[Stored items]
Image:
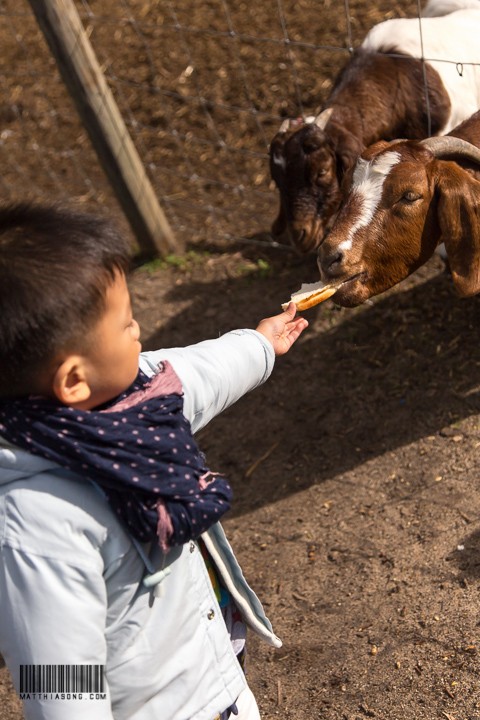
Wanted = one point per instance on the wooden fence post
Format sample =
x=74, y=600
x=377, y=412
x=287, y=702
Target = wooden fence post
x=81, y=73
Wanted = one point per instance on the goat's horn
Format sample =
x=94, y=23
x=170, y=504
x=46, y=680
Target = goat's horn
x=322, y=118
x=449, y=145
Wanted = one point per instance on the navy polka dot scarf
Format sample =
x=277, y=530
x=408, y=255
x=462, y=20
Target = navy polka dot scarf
x=139, y=448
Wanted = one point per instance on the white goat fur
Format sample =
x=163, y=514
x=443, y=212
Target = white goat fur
x=438, y=45
x=368, y=180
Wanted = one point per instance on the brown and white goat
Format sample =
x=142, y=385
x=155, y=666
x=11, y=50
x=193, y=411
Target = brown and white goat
x=405, y=198
x=380, y=94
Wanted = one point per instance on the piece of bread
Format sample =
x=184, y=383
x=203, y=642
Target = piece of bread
x=311, y=294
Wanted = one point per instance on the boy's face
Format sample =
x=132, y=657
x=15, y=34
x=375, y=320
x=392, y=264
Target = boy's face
x=111, y=362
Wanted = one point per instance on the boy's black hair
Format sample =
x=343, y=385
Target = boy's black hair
x=55, y=267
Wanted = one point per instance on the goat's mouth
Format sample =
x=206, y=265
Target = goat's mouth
x=352, y=291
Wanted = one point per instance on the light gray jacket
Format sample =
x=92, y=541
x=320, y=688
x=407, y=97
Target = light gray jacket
x=71, y=579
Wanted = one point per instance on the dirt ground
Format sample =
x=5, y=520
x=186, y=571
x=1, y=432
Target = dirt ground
x=355, y=470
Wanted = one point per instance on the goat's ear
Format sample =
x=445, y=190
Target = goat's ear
x=279, y=225
x=459, y=220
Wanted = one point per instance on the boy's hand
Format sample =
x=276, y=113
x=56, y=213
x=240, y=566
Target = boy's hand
x=282, y=330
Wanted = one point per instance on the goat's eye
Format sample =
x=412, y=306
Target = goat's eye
x=410, y=196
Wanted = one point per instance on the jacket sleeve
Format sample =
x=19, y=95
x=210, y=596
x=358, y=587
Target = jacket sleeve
x=216, y=373
x=53, y=610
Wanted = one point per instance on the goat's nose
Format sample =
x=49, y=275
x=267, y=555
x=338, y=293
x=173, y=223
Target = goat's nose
x=330, y=264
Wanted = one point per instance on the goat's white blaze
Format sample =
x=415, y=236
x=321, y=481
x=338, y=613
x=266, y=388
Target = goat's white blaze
x=368, y=180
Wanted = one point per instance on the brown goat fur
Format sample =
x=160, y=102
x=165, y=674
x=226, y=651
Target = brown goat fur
x=421, y=201
x=375, y=96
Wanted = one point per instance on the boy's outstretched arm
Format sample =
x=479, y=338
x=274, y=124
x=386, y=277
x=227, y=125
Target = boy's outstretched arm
x=283, y=330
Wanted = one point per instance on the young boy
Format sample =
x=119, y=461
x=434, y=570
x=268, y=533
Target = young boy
x=120, y=596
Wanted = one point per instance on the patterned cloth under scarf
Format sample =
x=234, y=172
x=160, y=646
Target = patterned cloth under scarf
x=139, y=448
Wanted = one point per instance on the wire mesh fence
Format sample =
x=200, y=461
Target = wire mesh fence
x=202, y=88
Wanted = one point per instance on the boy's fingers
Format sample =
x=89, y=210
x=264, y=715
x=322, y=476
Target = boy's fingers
x=290, y=310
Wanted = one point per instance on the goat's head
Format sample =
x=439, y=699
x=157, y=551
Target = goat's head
x=305, y=170
x=403, y=201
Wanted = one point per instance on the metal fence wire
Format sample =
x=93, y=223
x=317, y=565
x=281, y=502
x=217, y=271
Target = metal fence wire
x=201, y=85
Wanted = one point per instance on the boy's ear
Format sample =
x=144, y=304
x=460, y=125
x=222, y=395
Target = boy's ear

| Instructions to follow |
Starting at the line with "Wanted = one point per instance on the boy's fingers" and ending with the last line of the material, write those lines out again, switching "goat's head" to "goat's face" and changing nothing else.

| Written response |
Wanted = one point per instance on the boy's fingers
Format sample =
x=89, y=210
x=264, y=715
x=322, y=476
Target = boy's fingers
x=290, y=310
Wanted = one point per instance on the goat's face
Format sample =
x=439, y=699
x=157, y=551
Target = goat's face
x=305, y=170
x=403, y=201
Wanted = one point per instance on the metal fence wire
Format sample =
x=93, y=223
x=317, y=565
x=281, y=502
x=217, y=271
Target = metal fence wire
x=201, y=85
Wanted = one point per instance on the boy's ear
Format sample =
x=144, y=304
x=460, y=125
x=222, y=395
Target = boy's ear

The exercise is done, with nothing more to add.